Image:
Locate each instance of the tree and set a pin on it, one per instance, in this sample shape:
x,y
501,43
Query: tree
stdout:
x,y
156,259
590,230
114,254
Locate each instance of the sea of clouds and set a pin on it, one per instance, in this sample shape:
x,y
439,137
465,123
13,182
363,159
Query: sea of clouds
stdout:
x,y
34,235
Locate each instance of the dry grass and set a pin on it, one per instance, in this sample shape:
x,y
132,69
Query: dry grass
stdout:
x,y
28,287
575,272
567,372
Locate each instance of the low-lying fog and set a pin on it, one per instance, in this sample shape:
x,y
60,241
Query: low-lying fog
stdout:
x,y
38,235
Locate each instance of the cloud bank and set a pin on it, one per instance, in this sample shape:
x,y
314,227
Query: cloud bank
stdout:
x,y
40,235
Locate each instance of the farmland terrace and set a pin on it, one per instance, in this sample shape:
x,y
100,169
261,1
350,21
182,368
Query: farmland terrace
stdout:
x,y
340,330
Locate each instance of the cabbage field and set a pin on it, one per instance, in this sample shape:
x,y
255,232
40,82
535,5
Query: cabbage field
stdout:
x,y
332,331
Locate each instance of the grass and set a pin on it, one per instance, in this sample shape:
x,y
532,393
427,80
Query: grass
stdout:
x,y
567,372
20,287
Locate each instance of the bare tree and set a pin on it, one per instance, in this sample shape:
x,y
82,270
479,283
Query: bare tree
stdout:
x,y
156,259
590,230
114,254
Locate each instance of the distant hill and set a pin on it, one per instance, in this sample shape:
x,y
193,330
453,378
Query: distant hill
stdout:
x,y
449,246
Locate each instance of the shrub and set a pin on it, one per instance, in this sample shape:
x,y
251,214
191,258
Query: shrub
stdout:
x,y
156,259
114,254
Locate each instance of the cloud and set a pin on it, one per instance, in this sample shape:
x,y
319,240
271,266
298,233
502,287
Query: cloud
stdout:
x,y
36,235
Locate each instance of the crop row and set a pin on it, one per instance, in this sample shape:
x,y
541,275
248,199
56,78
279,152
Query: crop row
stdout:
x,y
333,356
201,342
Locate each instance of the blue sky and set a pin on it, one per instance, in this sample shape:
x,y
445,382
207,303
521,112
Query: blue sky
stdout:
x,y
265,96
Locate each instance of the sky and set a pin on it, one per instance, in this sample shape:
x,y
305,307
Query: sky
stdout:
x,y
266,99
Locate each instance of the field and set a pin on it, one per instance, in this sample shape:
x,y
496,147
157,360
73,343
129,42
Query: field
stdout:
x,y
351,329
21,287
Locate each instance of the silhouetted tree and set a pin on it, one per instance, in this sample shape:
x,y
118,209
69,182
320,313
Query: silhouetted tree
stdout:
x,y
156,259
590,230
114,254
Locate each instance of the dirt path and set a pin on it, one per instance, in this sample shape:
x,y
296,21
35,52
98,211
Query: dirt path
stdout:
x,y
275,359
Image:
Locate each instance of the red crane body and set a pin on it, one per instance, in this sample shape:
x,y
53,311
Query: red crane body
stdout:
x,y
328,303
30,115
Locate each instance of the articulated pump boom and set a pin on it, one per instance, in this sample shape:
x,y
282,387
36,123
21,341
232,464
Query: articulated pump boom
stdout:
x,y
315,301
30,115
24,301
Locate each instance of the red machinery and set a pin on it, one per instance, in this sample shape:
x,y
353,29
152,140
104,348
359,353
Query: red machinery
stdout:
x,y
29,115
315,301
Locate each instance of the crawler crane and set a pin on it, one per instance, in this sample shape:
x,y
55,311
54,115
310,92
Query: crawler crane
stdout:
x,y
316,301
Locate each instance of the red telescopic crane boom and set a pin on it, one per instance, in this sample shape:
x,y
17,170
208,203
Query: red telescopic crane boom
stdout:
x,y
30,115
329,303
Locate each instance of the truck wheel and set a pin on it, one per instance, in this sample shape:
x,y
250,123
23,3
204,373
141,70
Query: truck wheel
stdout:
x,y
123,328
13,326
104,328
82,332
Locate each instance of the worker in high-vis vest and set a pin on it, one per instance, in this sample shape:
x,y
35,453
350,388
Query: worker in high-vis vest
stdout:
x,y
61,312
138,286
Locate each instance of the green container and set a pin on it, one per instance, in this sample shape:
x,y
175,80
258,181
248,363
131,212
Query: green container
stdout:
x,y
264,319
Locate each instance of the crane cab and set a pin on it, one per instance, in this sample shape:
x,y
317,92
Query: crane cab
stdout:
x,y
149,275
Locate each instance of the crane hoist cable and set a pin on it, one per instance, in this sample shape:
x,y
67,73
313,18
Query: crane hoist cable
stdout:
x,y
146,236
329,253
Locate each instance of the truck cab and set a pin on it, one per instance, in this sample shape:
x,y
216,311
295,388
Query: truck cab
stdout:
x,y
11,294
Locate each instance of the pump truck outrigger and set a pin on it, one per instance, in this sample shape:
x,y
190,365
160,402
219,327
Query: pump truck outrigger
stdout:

§ **Stated goal**
Please render the part of the items that opens with the line containing "Locate each instance of the worker" and closes with the last line of the items as a JSON list of strings, one string per line, with blank lines left out.

§ **The completed task**
[
  "Locate each instance of the worker in high-vis vest and set a pin on it, one per instance, in this sample shape:",
  "x,y",
  "35,453",
  "350,388",
  "Query: worker in high-vis vest",
  "stdout:",
  "x,y",
  "61,312",
  "138,286",
  "Locate each instance of the green container and set a pin on it, one per instance, in this sample shape:",
  "x,y",
  "175,80",
  "258,181",
  "248,363",
  "131,212",
  "Query: green container",
  "stdout:",
  "x,y",
  "264,319",
  "Locate each instance of the crane cab and set a pin on it, one per instance, in this sample shape:",
  "x,y",
  "317,92",
  "Query: crane cab",
  "stdout:",
  "x,y",
  "149,275",
  "Locate each instance of the crane hoist cable and set a pin on it, one per instance, in this sample shape:",
  "x,y",
  "67,73",
  "313,18",
  "Query: crane hoist cable",
  "stdout:",
  "x,y",
  "146,236",
  "329,253",
  "Locate each instance of the truck cab and set a pin on it, one per instance, in this sample shape:",
  "x,y",
  "216,311",
  "295,388",
  "Query: truck cab",
  "stdout:",
  "x,y",
  "11,294",
  "Locate each instance of the pump truck outrigger and set a pin on it, one per instance, in this sample shape:",
  "x,y",
  "190,365",
  "160,402",
  "219,327",
  "Query: pump truck outrigger",
  "stdout:"
]